### TEXTAUSZUG
Nun gut, der Gastgeber zeigt seine Aufmerksamkeit gegenüber dem Gast, in dem er ein paar Schritte auf ihn zugeht. Aber auf die Diskriminierung der Frau einzugehen, dass ist eigentlich kein Aufeinanderzugehen, dass ist demütigend, auch für die Männer.

Religionsfreiheit bedeutet, dass der Staat das Recht garantiert, sich für eine Religion der eigenen Wahl oder keine Religion freiwillig entscheiden zu können. Dies gehört zu den hart erworbenen Menschenrechten, zu den Grundfreiheiten des zivilisierten Menschen, und hinter diesen erwobenen Stand dürfen wir nicht mehr zurückfallen.
 
Ob man religiöse Gebote einhält, entscheidet jeder selbst für sich, und er hat sich nur gegenüber seinem jeweiligen Überwesen dafür zu rechtfertigen und nicht gegenüber irgendwelchen Menschen, die ihre eigenen Interessen hinter religiösen und daher scheinbar unanfechtbaren Thesen verbergen.
 
Es hat niemand das Recht, anderen Menschen religiöse oder moralische Vorschriften zu machen. Religionsführer dürfen heutzutage in den säkularen (weltlichen) Staaten nicht mehr die Möglichkeit haben, die politische Macht über ein Land zu bekommen, weil dies immer mindestens für andersgläubige oder religionsfreie Menschen Unterdrückung bedeutet, also immer undemokratisch ist, immer die Selbstbestimmungsrechte des Individuums missachtet. Die staatliche Ordnung, die die Religionsfreiheit garantiert, steht über der jeweils freiwilligen eingegangenen religiösen Ordnung.

Ein Gottesstaat ist per se schon Tyrannei. Für oder gegen eine Religion oder gar keine muss sich jeder Mensch ohne Druck oder Zwang frei entscheiden können, wie man sie eben für sich benötigt. Alles andere ist Vergewaltigung. Aber über dieses Thema haben wir uns schon geäußert. Hinzu kommt nun noch der Terrorismus diverser Gotteskrieger, die frech behaupten, dass die Ermordeten notwendige Opfer seien und ohnehin Ketzer gewesen seien, sonst hätte Gott ihre Ermordung nicht zugelassen. Das spricht doch schon für sich selbst.

### DATENAUSZUG
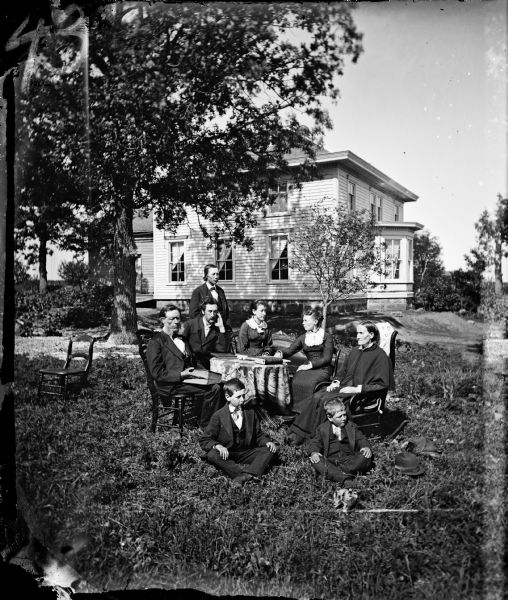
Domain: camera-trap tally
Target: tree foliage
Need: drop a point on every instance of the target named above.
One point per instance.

### AUFGABENZIEL
Beantworten Sie folgende Fragen mithilfe des Textes zur Religionsfreiheit:
(a) Wodurch zeigt der Gastgeber seine Aufmerksamkeit gegenüber dem Gast?
(b) Wem gegenüber hat sich jeder für das Einhalten religiöser Gebote allein zu rechtfertigen?
(c) Was ist ein Gottesstaat laut dem Text per se schon?

### RICHTIGES ERGEBNIS
(a) Indem er ein paar Schritte auf den Gast zugeht.
(b) Gegenüber seinem jeweiligen Überwesen.
(c) Tyrannei.